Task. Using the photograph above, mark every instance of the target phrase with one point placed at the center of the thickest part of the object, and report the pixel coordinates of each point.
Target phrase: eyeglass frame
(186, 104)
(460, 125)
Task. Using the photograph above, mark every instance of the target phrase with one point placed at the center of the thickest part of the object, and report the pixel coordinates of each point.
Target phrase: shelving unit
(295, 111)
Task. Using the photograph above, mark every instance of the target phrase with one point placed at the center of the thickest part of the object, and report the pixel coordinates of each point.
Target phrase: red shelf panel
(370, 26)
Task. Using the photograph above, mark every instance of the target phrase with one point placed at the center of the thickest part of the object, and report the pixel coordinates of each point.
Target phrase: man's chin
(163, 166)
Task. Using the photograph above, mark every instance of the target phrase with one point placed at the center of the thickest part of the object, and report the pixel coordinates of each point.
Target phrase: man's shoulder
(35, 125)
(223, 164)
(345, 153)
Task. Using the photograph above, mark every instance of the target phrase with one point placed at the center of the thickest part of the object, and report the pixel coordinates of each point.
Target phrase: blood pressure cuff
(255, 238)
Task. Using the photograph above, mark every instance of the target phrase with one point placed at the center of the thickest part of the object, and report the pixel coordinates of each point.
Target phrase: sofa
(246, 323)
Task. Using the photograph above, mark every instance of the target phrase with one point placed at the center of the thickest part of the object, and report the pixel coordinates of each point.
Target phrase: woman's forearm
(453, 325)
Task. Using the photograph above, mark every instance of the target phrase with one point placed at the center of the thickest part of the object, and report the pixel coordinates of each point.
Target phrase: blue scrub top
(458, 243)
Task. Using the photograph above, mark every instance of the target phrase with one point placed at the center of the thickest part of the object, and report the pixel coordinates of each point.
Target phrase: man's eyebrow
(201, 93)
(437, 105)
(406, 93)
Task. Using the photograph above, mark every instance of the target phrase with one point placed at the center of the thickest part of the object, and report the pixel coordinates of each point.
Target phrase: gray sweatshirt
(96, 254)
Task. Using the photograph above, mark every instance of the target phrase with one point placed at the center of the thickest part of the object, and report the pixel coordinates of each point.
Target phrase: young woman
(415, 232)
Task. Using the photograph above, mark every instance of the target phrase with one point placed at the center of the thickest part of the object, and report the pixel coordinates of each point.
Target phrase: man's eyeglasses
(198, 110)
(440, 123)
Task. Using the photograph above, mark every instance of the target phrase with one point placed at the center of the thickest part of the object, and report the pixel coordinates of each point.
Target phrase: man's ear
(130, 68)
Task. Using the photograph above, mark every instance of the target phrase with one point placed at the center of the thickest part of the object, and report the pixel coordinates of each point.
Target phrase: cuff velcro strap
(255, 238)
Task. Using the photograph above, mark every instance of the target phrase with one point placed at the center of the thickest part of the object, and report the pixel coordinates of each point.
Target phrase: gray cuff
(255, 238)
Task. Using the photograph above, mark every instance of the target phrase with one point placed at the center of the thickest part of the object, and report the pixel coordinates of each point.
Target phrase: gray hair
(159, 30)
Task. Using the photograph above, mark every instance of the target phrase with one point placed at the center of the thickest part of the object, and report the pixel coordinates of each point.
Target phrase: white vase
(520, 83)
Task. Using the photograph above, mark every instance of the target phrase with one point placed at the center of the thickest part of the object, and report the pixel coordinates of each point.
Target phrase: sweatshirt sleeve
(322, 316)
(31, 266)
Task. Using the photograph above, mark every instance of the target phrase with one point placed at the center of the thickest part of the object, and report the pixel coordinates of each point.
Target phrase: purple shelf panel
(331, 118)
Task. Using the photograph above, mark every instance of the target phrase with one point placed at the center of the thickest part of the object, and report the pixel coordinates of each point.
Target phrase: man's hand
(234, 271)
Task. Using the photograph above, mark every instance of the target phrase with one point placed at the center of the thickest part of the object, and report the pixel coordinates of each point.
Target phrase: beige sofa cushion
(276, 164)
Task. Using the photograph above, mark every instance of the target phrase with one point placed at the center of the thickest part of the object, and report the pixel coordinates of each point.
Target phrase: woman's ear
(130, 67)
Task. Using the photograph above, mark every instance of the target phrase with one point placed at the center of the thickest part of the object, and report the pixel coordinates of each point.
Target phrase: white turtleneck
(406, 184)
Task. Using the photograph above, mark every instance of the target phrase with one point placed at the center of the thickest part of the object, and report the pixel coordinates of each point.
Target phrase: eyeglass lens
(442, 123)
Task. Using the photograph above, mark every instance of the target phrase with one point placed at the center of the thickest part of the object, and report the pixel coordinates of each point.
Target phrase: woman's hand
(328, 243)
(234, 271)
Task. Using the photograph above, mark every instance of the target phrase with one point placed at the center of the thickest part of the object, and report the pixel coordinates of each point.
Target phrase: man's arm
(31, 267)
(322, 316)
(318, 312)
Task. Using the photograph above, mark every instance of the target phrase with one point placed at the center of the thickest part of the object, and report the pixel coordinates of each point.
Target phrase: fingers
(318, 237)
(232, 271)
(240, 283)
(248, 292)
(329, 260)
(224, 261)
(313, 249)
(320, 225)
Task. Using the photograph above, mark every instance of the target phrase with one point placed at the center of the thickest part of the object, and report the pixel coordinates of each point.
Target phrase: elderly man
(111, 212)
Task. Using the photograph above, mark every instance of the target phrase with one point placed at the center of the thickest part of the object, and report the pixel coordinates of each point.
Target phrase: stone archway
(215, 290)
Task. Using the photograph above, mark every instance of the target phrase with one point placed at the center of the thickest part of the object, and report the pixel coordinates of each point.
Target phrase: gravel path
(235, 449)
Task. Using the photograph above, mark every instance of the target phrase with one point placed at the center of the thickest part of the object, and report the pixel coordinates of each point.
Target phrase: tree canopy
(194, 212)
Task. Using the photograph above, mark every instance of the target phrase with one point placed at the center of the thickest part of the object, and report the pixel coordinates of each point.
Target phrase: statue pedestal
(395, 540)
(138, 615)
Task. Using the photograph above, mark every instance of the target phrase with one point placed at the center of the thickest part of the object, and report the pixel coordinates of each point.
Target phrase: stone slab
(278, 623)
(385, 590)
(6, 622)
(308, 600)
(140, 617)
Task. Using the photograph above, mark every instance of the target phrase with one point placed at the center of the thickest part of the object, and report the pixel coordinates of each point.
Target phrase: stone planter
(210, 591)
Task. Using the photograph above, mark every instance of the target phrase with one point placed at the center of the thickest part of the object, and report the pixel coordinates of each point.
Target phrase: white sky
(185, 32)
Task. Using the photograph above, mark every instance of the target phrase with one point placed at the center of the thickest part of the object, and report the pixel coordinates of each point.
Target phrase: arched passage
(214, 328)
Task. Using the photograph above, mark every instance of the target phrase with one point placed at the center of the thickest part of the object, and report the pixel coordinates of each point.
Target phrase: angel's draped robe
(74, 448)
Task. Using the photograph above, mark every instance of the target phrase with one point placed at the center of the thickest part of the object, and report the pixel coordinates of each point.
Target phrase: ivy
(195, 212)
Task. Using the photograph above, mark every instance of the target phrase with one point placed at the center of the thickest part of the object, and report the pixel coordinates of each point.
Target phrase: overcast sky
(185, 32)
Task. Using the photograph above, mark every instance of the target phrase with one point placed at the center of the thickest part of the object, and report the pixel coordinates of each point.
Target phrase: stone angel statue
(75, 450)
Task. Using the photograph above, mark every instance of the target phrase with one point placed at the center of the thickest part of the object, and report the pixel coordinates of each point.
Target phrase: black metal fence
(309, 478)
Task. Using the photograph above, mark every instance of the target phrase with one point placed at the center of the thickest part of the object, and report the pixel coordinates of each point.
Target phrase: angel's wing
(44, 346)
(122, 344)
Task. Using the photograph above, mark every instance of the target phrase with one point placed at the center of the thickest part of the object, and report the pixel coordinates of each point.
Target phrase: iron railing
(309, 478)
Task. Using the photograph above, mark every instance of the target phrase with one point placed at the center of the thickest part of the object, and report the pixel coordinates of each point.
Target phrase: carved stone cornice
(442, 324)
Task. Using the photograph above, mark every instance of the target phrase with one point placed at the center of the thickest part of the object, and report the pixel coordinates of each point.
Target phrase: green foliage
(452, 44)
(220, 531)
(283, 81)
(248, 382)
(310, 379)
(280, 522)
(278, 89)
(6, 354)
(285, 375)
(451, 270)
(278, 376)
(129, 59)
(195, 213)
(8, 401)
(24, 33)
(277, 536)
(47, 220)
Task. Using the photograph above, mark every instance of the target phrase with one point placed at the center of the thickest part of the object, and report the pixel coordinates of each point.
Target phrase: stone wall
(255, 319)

== GESTELLTE AUFGABE ==
Finde in den Einträgen oben jede Zeile, in der das Wort „white“ vorkommt, und schreib diese Zeilen vollständig ab.

== LÖSUNG ZUR AUFGABE ==
Target phrase: white vase
Target phrase: white turtleneck
Target phrase: white sky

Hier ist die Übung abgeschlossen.